- [EXERCISE TASKS]:
1. Answer these questions from the dog grooming thread:
(a) What did shampoos used to contain, according to the opening paragraph?
(b) What comb does OhChristen suggest adding to the rake?
(c) How often has Roman been shedding a grocery bag full, according to hueyeats?
2. Express every line of the records as a numbered list, leaving out any blank lines.

- [DOCUMENT]:
_ _ _

Many people still feel that frequent bathing dries out skin. Its simply not true when you are using a quality pet product. Its "old school" because shampoos used to have lye and other harsh ingredients in them. Not the case in todays day. Again, show dogs are bathed multiple times a week. All of them. No matter the breed. A healthy dog will have zero ill effects from regular, proper bathing. Esky or not.


----------



## OhChristen (Jun 20, 2013)

I groom. Here is my advice. Take it, of course, with a grain of salt and always check with your vet for the best and most accurate answers, blah blah blah. 

A good quality, moisture-rich shampoo and conditioner are what I find very helpful. Working them into the coat--really massaging it in--will usually start releasing a lot of the undercoat in the bath. Rinsing should help release more, and yes, make sure to rinse very well. If you have access to a force blower and your pup will tolerate it (it is very loud), that can help force even more of the shedding coat out--the room will look like the inside of a furry snow globe. I find that the blowing method can be less stressful on the skin than repeated brushing in the same area...but again, only if your dog will tolerate it. 

As for brushing, I would suggest the addition of a greyhound comb to the rake (rakes are amazing and, when used like this, the comb is sort of like a more fine-toothed rake). Make sure to get a longer-toothed one so it can reach through all the dense coat. It should aid in the removal of the shedding hair as well. Sometimes I find that a slicker brush (with long pins, obviously) can be helpful in some areas, too--especially the "furry pants" area. You can actually find some slickers that are made especially for shedding breeds that have pins in two or three lengths to more completely brush through thick costs. 

Keeping up with the maintenance on baths like this should help reduce noticeable shedding over time.


----------



## hueyeats (Apr 2, 2013)

I love my shedding blade too.
OMG!
Talk about shedding...
Roman has been shedding a grocery bag full every 3 days or so.
Yikes!

Add.
I love the long tooth Combs too...
I also have a hoghair brush to shine the coat.


----------



## RunsWithDogs (May 19, 2013)

I seem to get all the big hairy de-sheds at work. This is my routine and how I was taught..but everyone seems to do it differently.

If the dog is well behaved and used to the process I will lie them on their side and take a slicker brush starting at the bottom of the foot and work my way up and then to the dogs side, and then up the back foot going up to the rear. I will brush against the grain to help loosen up some of the dead undercoat (being careful not to hurt the skin) and then I go back over my work with the grain to help pull out what i've loosened up. I'll check my work with a large metal comb going to the skin and pulling out. I start in small sections and eventually get all the way around the dog.

_ _ _

Collected data entries:
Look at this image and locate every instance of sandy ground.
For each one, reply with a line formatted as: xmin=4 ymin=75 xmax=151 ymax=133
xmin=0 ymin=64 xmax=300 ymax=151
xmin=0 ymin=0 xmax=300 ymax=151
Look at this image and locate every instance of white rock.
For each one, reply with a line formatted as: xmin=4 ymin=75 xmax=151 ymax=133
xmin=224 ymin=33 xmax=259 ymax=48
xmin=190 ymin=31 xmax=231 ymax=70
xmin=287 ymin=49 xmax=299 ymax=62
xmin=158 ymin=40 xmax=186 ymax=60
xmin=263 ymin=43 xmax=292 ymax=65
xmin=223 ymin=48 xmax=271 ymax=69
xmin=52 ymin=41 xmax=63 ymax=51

_ _ _

- [CORRECT ANSWERS]:
1.
(a) Lye and other harsh ingredients.
(b) A greyhound comb, a longer-toothed one.
(c) Every 3 days or so.

2.
1. Look at this image and locate every instance of sandy ground.
2. For each one, reply with a line formatted as: xmin=4 ymin=75 xmax=151 ymax=133
3. xmin=0 ymin=64 xmax=300 ymax=151
4. xmin=0 ymin=0 xmax=300 ymax=151
5. Look at this image and locate every instance of white rock.
6. For each one, reply with a line formatted as: xmin=4 ymin=75 xmax=151 ymax=133
7. xmin=224 ymin=33 xmax=259 ymax=48
8. xmin=190 ymin=31 xmax=231 ymax=70
9. xmin=287 ymin=49 xmax=299 ymax=62
10. xmin=158 ymin=40 xmax=186 ymax=60
11. xmin=263 ymin=43 xmax=292 ymax=65
12. xmin=223 ymin=48 xmax=271 ymax=69
13. xmin=52 ymin=41 xmax=63 ymax=51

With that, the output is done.